### What this task involves
Search the material and gather each line with "slope" in it.

### Data provided
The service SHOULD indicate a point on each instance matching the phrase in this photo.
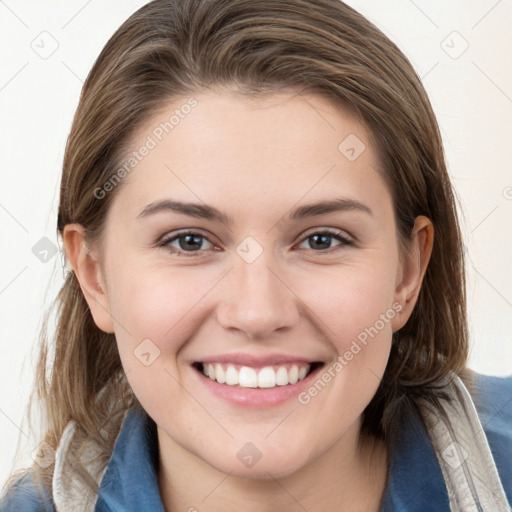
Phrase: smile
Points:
(248, 377)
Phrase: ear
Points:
(86, 265)
(412, 268)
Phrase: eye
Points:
(190, 242)
(322, 239)
(187, 242)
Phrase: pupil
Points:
(189, 242)
(324, 243)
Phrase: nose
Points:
(257, 300)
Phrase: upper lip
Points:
(257, 361)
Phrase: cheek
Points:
(352, 300)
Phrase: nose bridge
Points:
(257, 301)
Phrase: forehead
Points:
(220, 146)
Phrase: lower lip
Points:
(256, 397)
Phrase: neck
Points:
(340, 479)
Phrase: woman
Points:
(266, 303)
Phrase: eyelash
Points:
(329, 232)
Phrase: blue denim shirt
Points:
(415, 482)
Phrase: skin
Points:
(256, 160)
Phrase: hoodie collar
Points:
(130, 482)
(416, 482)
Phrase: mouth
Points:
(266, 377)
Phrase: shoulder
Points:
(493, 401)
(26, 495)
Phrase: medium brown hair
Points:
(172, 48)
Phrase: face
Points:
(246, 281)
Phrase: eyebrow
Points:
(204, 211)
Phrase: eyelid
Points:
(344, 239)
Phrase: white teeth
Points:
(281, 376)
(247, 377)
(220, 376)
(231, 376)
(267, 377)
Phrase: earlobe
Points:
(86, 266)
(412, 269)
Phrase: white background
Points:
(471, 95)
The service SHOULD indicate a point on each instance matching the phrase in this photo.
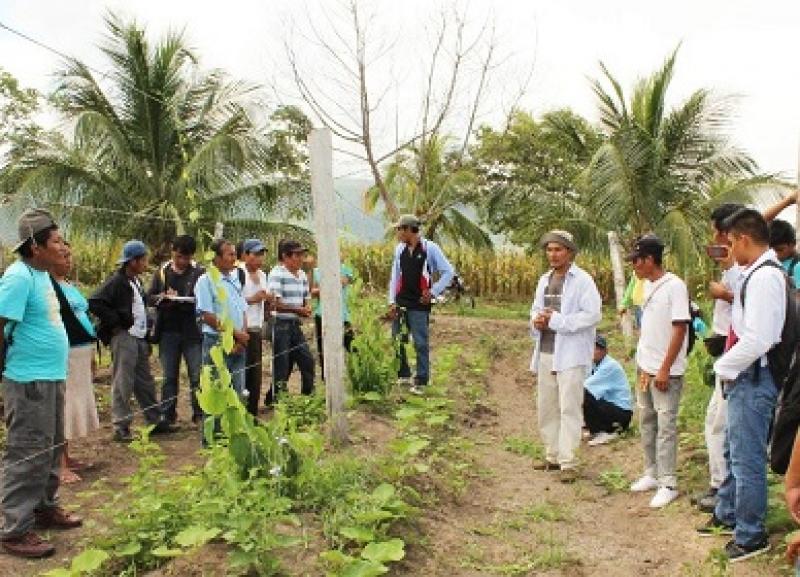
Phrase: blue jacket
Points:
(435, 262)
(608, 382)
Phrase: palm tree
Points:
(161, 148)
(429, 182)
(660, 170)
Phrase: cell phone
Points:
(717, 251)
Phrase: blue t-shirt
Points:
(207, 302)
(39, 345)
(787, 265)
(79, 306)
(346, 272)
(608, 382)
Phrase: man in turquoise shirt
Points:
(33, 389)
(783, 240)
(607, 397)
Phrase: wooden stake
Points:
(619, 282)
(329, 262)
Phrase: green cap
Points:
(407, 220)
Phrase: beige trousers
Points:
(560, 411)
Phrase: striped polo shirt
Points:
(290, 289)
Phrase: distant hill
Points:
(352, 218)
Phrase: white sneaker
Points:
(646, 483)
(663, 497)
(601, 438)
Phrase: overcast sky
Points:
(735, 47)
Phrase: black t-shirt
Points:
(411, 265)
(179, 317)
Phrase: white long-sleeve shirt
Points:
(574, 325)
(759, 324)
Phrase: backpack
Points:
(782, 355)
(785, 423)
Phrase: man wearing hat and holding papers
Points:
(411, 288)
(566, 309)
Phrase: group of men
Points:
(192, 308)
(750, 308)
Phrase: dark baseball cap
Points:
(253, 246)
(32, 221)
(647, 245)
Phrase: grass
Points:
(524, 447)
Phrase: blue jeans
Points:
(743, 494)
(171, 347)
(417, 323)
(235, 363)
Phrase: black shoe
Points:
(708, 503)
(164, 428)
(123, 435)
(737, 552)
(714, 527)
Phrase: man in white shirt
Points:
(565, 311)
(256, 295)
(661, 363)
(717, 411)
(759, 313)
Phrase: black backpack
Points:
(782, 355)
(783, 364)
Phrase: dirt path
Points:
(517, 521)
(511, 520)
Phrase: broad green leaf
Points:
(357, 534)
(227, 342)
(212, 400)
(59, 572)
(132, 548)
(162, 551)
(436, 420)
(384, 492)
(408, 413)
(90, 560)
(240, 449)
(336, 557)
(392, 550)
(218, 357)
(195, 536)
(364, 568)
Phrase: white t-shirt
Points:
(665, 301)
(139, 327)
(723, 310)
(255, 312)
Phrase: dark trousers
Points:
(417, 323)
(348, 341)
(289, 347)
(171, 347)
(34, 415)
(252, 374)
(600, 415)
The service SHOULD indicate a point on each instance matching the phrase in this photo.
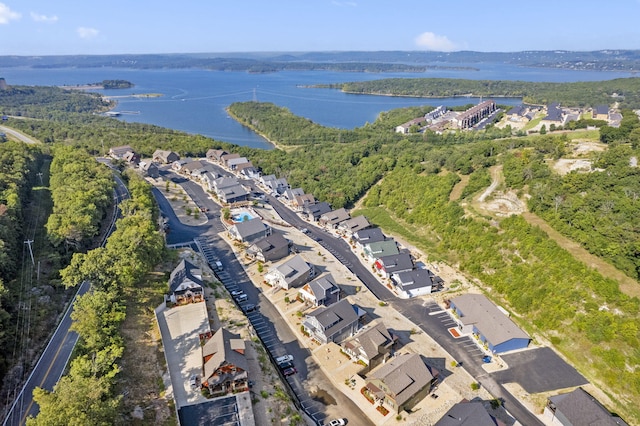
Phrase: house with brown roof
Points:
(401, 383)
(332, 323)
(479, 316)
(224, 364)
(373, 345)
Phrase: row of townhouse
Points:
(224, 367)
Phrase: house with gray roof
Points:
(367, 236)
(353, 225)
(185, 283)
(380, 249)
(416, 282)
(119, 152)
(332, 323)
(224, 158)
(373, 345)
(313, 212)
(291, 194)
(233, 163)
(292, 273)
(270, 248)
(333, 218)
(224, 364)
(478, 315)
(393, 263)
(578, 407)
(467, 413)
(233, 194)
(321, 291)
(249, 231)
(150, 169)
(165, 157)
(301, 201)
(401, 383)
(215, 154)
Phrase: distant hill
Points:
(382, 61)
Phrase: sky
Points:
(72, 27)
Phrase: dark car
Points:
(285, 365)
(290, 371)
(249, 308)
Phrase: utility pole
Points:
(28, 243)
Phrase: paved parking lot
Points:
(539, 370)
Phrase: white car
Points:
(284, 358)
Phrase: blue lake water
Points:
(194, 100)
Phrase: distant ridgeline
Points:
(115, 84)
(625, 91)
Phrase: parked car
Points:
(249, 308)
(285, 365)
(193, 380)
(284, 358)
(290, 371)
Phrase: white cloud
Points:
(43, 18)
(87, 33)
(7, 14)
(431, 41)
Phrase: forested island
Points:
(624, 91)
(358, 61)
(423, 187)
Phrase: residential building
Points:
(478, 315)
(332, 323)
(333, 218)
(313, 212)
(401, 383)
(367, 236)
(578, 407)
(321, 291)
(270, 248)
(393, 263)
(292, 273)
(373, 345)
(215, 154)
(118, 152)
(224, 364)
(416, 282)
(249, 231)
(380, 249)
(150, 169)
(601, 112)
(353, 225)
(185, 283)
(467, 413)
(165, 157)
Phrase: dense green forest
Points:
(625, 91)
(19, 164)
(87, 394)
(408, 181)
(81, 189)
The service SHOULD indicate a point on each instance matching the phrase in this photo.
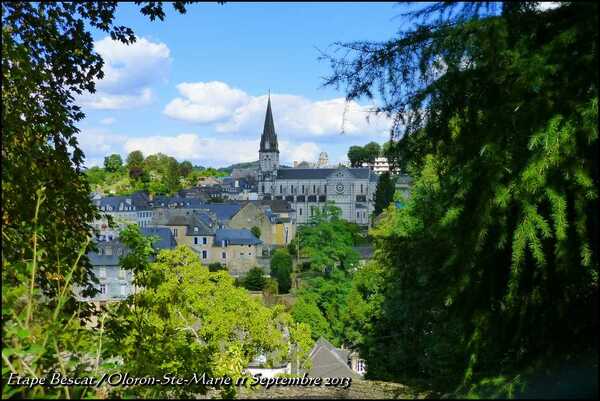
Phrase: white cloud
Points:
(129, 73)
(547, 5)
(189, 146)
(97, 143)
(232, 110)
(205, 102)
(107, 101)
(216, 151)
(307, 151)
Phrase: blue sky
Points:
(194, 86)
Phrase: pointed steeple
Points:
(268, 140)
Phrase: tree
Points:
(48, 60)
(328, 240)
(497, 120)
(356, 155)
(216, 266)
(372, 150)
(193, 320)
(255, 279)
(113, 163)
(171, 178)
(135, 159)
(384, 194)
(281, 269)
(256, 231)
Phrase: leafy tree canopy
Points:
(496, 254)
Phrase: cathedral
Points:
(351, 189)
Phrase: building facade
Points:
(350, 189)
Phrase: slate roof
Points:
(165, 241)
(223, 211)
(235, 237)
(320, 173)
(268, 139)
(328, 361)
(276, 205)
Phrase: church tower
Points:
(268, 155)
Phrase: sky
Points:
(195, 86)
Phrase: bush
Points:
(255, 279)
(281, 269)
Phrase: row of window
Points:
(315, 189)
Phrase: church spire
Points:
(268, 140)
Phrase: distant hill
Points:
(229, 169)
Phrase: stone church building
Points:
(351, 189)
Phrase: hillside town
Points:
(300, 200)
(257, 212)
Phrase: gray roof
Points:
(235, 237)
(165, 241)
(268, 139)
(223, 211)
(320, 173)
(328, 361)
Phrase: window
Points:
(360, 366)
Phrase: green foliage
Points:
(216, 266)
(493, 262)
(281, 269)
(38, 329)
(255, 279)
(384, 194)
(328, 239)
(185, 168)
(188, 320)
(113, 163)
(256, 231)
(364, 154)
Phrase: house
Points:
(115, 283)
(350, 189)
(329, 361)
(275, 229)
(237, 249)
(132, 209)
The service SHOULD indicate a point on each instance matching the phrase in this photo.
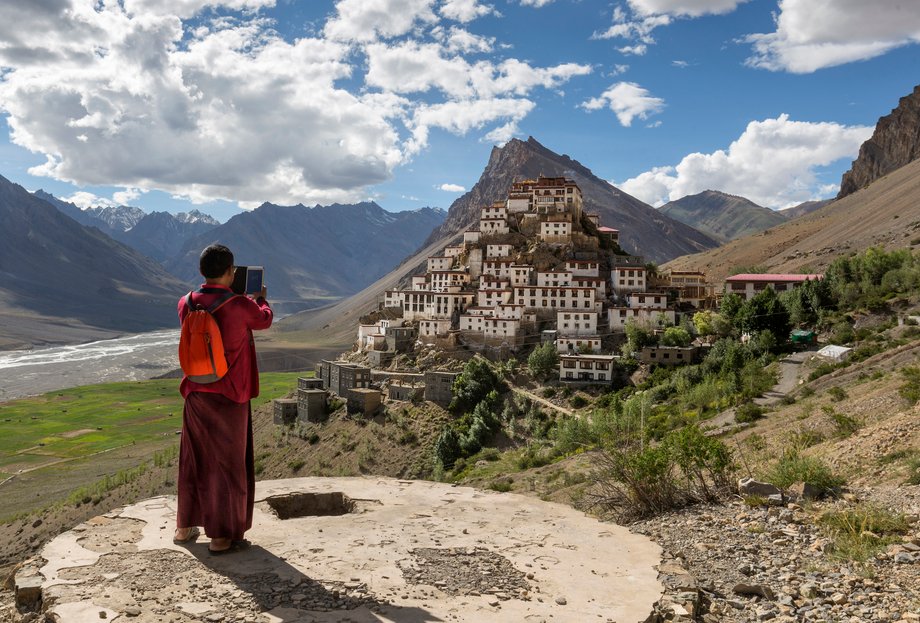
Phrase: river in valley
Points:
(130, 358)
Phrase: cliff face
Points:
(895, 142)
(643, 229)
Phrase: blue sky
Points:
(220, 105)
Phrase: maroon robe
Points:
(216, 469)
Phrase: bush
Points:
(844, 425)
(794, 467)
(578, 401)
(748, 412)
(859, 533)
(685, 468)
(476, 381)
(910, 389)
(543, 361)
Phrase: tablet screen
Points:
(254, 280)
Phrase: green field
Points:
(83, 421)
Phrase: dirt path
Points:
(542, 401)
(790, 368)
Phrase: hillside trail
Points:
(790, 368)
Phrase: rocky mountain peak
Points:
(895, 142)
(645, 230)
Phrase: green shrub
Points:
(578, 401)
(793, 466)
(502, 486)
(844, 425)
(748, 412)
(685, 468)
(543, 361)
(859, 533)
(910, 389)
(531, 457)
(821, 370)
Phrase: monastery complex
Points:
(537, 268)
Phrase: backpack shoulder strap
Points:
(223, 300)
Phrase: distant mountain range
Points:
(895, 143)
(159, 235)
(643, 229)
(722, 216)
(314, 254)
(877, 206)
(54, 267)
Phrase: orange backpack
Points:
(201, 349)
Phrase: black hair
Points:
(214, 261)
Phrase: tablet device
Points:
(248, 280)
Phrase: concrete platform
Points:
(360, 550)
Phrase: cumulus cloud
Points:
(811, 35)
(85, 200)
(131, 94)
(628, 101)
(367, 20)
(690, 8)
(465, 10)
(773, 163)
(643, 17)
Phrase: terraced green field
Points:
(83, 421)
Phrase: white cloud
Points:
(636, 50)
(127, 94)
(462, 116)
(126, 196)
(690, 8)
(640, 30)
(84, 200)
(367, 20)
(460, 40)
(773, 163)
(465, 10)
(627, 100)
(811, 35)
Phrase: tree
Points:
(676, 336)
(447, 447)
(730, 305)
(639, 336)
(473, 385)
(765, 312)
(543, 360)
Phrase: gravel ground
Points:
(733, 563)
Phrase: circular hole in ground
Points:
(291, 505)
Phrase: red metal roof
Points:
(770, 277)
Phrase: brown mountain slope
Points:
(334, 326)
(895, 143)
(643, 229)
(886, 214)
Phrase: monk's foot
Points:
(185, 535)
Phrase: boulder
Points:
(749, 486)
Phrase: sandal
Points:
(235, 546)
(193, 533)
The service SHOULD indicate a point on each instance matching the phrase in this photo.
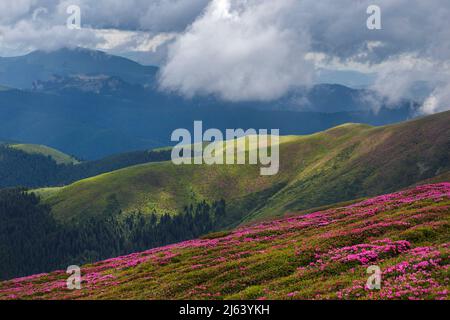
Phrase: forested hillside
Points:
(20, 167)
(28, 227)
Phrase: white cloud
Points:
(239, 51)
(250, 49)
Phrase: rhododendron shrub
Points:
(320, 255)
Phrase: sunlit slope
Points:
(58, 156)
(346, 162)
(320, 255)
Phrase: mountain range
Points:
(90, 104)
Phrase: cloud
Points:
(251, 49)
(239, 50)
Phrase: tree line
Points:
(32, 241)
(19, 168)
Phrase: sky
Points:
(253, 49)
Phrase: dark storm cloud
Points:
(248, 42)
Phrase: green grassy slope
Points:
(343, 163)
(58, 156)
(321, 255)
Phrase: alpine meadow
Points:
(225, 158)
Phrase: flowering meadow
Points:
(320, 255)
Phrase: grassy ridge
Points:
(343, 163)
(58, 156)
(321, 255)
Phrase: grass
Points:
(320, 255)
(347, 162)
(58, 156)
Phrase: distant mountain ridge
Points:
(343, 163)
(20, 72)
(91, 105)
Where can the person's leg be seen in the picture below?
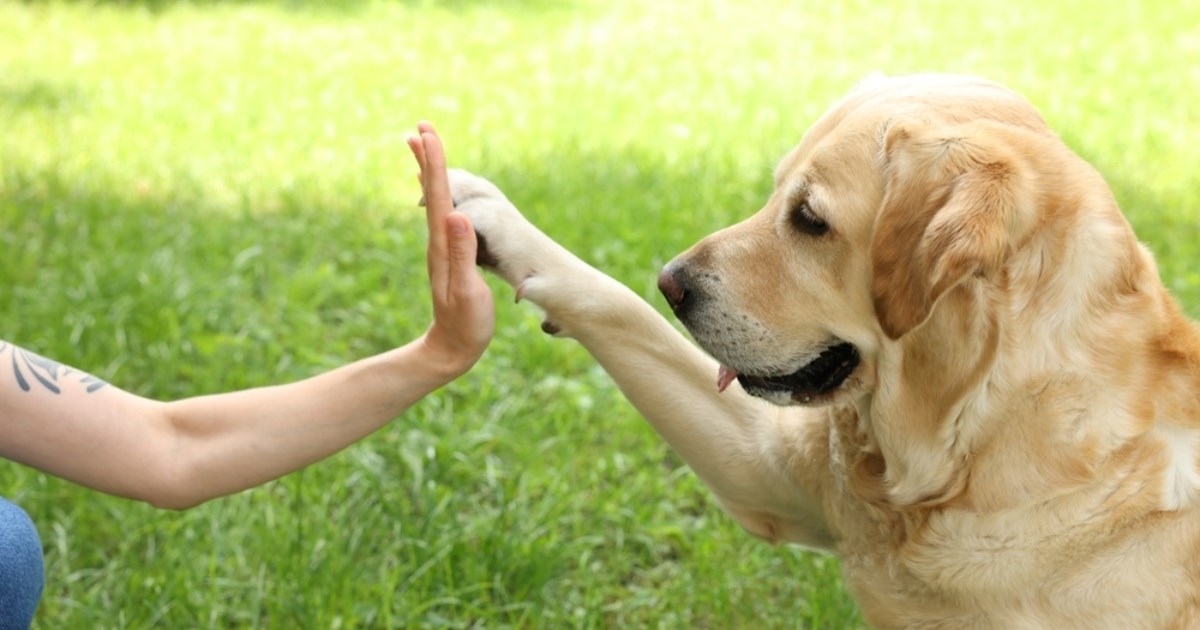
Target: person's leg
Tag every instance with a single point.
(22, 573)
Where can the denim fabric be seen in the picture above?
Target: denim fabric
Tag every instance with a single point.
(22, 574)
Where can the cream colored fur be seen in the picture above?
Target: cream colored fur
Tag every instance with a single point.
(1019, 445)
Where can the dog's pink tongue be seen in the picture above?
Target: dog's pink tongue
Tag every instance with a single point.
(724, 377)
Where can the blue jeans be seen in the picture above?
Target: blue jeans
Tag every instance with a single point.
(22, 574)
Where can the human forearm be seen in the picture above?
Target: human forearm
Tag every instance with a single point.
(231, 442)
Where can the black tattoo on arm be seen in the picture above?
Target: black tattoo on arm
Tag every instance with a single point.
(33, 369)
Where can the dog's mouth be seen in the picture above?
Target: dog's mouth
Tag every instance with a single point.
(811, 383)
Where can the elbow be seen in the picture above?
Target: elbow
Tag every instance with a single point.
(171, 486)
(174, 502)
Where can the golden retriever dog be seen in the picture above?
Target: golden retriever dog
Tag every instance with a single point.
(937, 351)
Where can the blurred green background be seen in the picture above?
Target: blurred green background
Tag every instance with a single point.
(205, 196)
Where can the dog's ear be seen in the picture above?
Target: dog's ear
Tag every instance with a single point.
(957, 202)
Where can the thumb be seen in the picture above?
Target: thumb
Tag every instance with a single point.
(462, 244)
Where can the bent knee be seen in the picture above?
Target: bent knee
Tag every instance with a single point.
(22, 571)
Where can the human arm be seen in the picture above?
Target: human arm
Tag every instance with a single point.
(180, 454)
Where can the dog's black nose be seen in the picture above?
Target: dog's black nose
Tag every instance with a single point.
(673, 285)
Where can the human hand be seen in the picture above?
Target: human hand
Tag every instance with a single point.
(463, 312)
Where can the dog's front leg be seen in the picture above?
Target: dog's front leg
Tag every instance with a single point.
(763, 462)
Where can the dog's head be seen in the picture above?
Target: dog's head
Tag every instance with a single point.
(876, 270)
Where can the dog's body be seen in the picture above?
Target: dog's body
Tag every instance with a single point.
(985, 401)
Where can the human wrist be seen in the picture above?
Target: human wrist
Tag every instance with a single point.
(445, 363)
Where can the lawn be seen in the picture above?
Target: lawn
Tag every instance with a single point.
(204, 196)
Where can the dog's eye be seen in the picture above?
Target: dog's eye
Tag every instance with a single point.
(803, 220)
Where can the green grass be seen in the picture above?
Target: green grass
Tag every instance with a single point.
(198, 197)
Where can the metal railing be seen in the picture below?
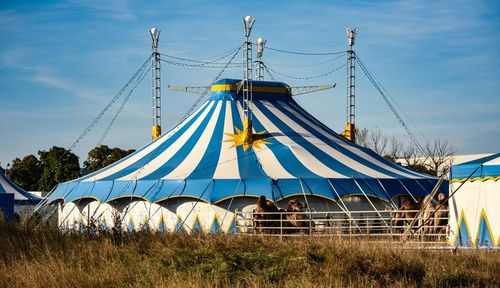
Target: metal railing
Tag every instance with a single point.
(383, 225)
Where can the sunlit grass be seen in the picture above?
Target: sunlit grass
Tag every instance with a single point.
(47, 258)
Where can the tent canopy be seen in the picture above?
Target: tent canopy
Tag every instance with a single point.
(478, 169)
(295, 154)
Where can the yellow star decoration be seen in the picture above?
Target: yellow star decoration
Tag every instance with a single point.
(246, 138)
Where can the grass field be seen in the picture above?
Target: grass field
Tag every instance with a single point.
(48, 258)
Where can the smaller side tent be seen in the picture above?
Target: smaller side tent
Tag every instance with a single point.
(21, 196)
(475, 206)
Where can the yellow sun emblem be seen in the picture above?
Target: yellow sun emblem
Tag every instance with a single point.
(247, 138)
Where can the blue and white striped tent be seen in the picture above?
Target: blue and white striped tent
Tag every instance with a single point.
(295, 155)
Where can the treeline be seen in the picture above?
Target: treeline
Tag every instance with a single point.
(58, 165)
(434, 160)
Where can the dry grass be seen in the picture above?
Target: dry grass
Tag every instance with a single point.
(48, 258)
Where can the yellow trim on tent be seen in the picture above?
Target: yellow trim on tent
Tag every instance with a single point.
(462, 217)
(196, 218)
(230, 224)
(266, 89)
(483, 214)
(482, 179)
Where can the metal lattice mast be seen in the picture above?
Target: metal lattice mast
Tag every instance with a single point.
(350, 131)
(248, 22)
(156, 83)
(261, 43)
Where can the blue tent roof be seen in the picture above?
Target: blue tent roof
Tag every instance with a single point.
(297, 154)
(477, 169)
(21, 196)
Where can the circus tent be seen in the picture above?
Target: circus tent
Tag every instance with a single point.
(199, 172)
(475, 206)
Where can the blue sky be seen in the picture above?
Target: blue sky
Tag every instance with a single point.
(62, 61)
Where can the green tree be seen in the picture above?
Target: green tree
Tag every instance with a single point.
(26, 172)
(102, 156)
(58, 165)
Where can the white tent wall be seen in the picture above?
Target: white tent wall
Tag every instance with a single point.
(471, 199)
(188, 214)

### Response for this exercise
Phrase: brown mountain slope
Phrase: sunlit slope
Phrase: green grassy slope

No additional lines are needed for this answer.